### Document passage
=== Begin Enclosure ===

I started untying the bamboo ties that held the wall together and managed to open the wall until my head could fit through. I remembered someone saying, "If you can pass your head through a hole, your whole body can pass through", so I tried to squeeze through and then I jumped down on the ground. Then I started doubting whether I could escape, but I thought, "If they find me they'll kill me, but if I stay they'll kill me too." Then I started running. There was a sentry hut, another hut where they were eating and a barracks with many soldiers. I ran down to the fence and took off one tin. I looked around and worried that they'd find me, and I dropped it on a sharp bamboo [man trap] sticking out of the ground and it made a noise. I thought, "Oh! They'll hear me", and I took off several more cans and put them down. Then I thought "They'll find me by the time I get them all off", so I started to pull out the bamboo stakes of the fence [two layers of bamboo stakes woven across each other]. I pulled enough out until I could pass through. Then I ran. There were 6 fences I had to pass through this way. It was almost dark, with just a little light left. Then I ran down the slope very fast, but I slipped and hit something. I hurt myself and started bleeding. I heard gunshots behind me, so I tried to run very fast. There was blood all over me. I reached a stream, had a drink and took a rock. I decided that if somebody called to me "Don't run" I would throw the rock at him - I couldn't do anything else. I got tired and couldn't run anymore. Then I came back here.

=== End Enclosure ===

### Study material

=== Begin Enclosure ===

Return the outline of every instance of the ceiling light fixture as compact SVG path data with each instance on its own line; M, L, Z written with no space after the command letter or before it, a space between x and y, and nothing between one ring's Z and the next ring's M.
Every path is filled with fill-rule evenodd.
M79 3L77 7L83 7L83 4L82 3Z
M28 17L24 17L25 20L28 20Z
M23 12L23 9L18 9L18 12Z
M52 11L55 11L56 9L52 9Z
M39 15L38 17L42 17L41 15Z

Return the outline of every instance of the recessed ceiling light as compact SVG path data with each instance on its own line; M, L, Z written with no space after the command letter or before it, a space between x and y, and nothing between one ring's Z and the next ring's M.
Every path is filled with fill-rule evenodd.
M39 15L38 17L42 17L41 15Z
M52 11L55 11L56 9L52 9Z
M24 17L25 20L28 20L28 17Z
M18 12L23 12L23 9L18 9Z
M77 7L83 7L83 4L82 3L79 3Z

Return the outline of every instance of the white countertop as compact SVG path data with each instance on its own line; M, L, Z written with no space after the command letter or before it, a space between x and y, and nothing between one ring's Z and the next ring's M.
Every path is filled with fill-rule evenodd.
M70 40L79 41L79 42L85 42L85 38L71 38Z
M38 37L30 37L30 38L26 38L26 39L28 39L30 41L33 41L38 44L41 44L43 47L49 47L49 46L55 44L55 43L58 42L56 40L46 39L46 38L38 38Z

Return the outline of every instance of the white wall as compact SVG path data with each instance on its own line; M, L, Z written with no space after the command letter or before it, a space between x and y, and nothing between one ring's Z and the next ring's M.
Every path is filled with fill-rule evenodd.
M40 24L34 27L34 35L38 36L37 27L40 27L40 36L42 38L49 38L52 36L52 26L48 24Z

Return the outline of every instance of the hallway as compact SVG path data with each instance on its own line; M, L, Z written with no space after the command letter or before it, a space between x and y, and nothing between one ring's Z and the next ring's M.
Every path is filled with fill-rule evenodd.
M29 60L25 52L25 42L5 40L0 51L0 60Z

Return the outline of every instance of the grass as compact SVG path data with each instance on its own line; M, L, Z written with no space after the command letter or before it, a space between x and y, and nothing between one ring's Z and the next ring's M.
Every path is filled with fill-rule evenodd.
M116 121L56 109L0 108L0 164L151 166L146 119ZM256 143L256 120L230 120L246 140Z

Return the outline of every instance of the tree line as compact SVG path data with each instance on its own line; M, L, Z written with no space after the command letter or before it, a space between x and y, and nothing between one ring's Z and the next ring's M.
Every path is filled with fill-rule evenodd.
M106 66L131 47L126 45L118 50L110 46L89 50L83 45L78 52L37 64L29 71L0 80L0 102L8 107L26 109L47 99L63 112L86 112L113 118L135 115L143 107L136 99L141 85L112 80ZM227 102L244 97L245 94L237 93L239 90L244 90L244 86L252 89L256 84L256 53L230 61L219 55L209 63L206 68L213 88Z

=== End Enclosure ===

In the escape account, how many fences did the narrator have to pass through?

Six.